_Excerpt provided_:
--

When you switch between tasks, your brain takes time to shift its focus. In addition, it'll take you several minutes to get back into the groove of studying. Thus, it's imperative that you minimize distractions and focus on the task at hand.

~ Charlotte Ang, Digital Marketing Instructor and Co-founder of Traffic Bees

19. Mnemonics work!

Create acronyms with lists, or rhymes with facts. Using creativity to help you retain the information will create a stronger connection to the information. Making it easier to recall.

~ Salina Shelton, MA, LPC-AT, ATR-BC, Licensed Professional Counselor,

20. Ask questions

Make sure you understand what you learned before you leave the classroom. If you are uncomfortable raising your hand in class and asking a question publicly, email your teacher! Or ask a friend in the class. Often your peers are your best resource.

~ Shelby Maguire MA, Ed, Veteran AZ High School Science Teacher

21. Commit to a routine

Committing to a routine keeps every member of the household on track and has built in expectations for the student.

~ Jennifer Hovey, Owner, Huntington Learning Center

22. Break information into chunks

Our brain holds 3-5 bits of information in short term memory. Practice memorizing chunks of information to improve recall.

~ Salina Shelton, MA, LPC-AT, ATR-BC, Licensed Professional Counselor,

23. Gratitude

Own it! Someone can take away your car, your house, etc., but no one can take away your education. It is your strongest asset and we are lucky to live in a place where education is free and available to all. Not everyone has that privilege.

--

_Required actions_:
1. List the numbered tip headings in the study tips text.
2. Reproduce the study tips text from "When you switch" up to and including "task at hand.".
3. According to the study tips text, how many bits of information does the brain hold in short term memory?
The lines that follow have nothing to do with the study tips text.

--

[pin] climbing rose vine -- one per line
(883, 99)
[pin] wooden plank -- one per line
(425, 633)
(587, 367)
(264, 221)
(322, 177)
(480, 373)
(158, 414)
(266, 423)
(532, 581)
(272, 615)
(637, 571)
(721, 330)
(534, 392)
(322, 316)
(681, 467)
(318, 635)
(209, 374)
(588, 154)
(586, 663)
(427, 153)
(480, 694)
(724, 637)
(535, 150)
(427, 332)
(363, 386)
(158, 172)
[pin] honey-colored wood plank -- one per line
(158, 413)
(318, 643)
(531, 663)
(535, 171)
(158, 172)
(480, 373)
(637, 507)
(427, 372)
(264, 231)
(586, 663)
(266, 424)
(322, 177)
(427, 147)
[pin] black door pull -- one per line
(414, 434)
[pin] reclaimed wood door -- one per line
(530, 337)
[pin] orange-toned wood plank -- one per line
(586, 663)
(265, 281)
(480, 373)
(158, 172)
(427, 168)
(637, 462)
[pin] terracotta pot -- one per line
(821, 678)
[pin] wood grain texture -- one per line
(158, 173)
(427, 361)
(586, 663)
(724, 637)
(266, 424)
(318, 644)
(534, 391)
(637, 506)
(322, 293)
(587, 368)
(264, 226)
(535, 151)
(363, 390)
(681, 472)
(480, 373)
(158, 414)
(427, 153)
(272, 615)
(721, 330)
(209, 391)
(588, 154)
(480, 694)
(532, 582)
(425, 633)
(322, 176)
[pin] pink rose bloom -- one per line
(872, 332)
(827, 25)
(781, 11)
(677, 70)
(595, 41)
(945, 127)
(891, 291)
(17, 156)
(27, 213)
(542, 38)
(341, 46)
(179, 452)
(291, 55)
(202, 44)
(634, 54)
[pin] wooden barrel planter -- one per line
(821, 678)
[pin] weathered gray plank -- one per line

--

_Outputs for the tasks_:
1.
19. Mnemonics work!
20. Ask questions
21. Commit to a routine
22. Break information into chunks
23. Gratitude

2.
When you switch between tasks, your brain takes time to shift its focus. In addition, it'll take you several minutes to get back into the groove of studying. Thus, it's imperative that you minimize distractions and focus on the task at hand.

3. 3-5 bits.